(What is expected): Could you quote, exactly as they stand, the lines running from the one with "column 38, row 91" to the final line of the material?

(Task data):
_ _ _ _ _
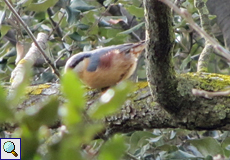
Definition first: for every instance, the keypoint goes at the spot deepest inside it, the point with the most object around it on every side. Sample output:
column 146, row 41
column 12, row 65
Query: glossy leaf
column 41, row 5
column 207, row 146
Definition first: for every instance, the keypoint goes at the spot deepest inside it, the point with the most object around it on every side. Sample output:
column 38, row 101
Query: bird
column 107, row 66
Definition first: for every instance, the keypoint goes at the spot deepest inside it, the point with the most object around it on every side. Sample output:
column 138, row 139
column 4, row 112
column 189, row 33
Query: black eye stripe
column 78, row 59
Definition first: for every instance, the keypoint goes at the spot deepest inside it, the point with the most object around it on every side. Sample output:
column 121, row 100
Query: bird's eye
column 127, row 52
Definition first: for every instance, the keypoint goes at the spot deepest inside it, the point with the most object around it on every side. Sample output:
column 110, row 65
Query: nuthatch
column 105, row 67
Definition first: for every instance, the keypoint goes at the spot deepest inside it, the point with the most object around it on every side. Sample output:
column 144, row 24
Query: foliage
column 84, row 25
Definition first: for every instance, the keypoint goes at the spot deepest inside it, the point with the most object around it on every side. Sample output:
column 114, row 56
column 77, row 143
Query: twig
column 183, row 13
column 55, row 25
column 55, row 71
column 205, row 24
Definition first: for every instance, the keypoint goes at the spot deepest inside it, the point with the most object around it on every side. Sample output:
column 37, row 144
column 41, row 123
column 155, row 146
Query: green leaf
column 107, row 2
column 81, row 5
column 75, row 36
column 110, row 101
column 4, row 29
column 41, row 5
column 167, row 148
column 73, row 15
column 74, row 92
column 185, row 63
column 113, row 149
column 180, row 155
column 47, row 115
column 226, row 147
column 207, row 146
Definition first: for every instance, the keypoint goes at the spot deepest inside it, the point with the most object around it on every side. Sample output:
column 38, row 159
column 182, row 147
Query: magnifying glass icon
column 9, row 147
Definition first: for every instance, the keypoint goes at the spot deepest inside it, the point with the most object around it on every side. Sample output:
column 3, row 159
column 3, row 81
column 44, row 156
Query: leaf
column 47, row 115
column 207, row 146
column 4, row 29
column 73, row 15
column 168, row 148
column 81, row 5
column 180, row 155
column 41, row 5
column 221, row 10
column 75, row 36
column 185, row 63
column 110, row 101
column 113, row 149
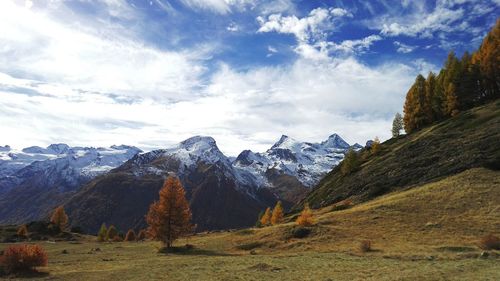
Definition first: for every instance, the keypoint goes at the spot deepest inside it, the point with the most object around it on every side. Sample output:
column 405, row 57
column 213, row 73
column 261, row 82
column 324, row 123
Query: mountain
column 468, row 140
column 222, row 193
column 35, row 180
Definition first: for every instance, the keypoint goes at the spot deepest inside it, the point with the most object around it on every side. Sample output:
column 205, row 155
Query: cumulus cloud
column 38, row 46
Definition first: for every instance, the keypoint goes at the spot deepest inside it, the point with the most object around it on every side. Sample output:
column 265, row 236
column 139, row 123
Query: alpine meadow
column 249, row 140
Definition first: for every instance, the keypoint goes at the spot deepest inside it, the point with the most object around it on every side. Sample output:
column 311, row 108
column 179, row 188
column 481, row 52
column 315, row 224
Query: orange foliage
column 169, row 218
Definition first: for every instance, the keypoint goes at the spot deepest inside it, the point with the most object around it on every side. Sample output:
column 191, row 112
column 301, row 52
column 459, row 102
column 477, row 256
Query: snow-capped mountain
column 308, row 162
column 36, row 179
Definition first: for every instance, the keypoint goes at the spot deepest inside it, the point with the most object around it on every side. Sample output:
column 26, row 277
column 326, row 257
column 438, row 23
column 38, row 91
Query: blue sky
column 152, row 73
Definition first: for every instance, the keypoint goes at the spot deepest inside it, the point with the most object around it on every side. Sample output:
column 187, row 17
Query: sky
_ _ _ _ _
(Answer for the task):
column 38, row 91
Query: blue sky
column 152, row 73
Definition first: for every instance, the keypoint goes at the spot deepest inside it, the point with the most object around it on every side. Sample output:
column 187, row 17
Query: sky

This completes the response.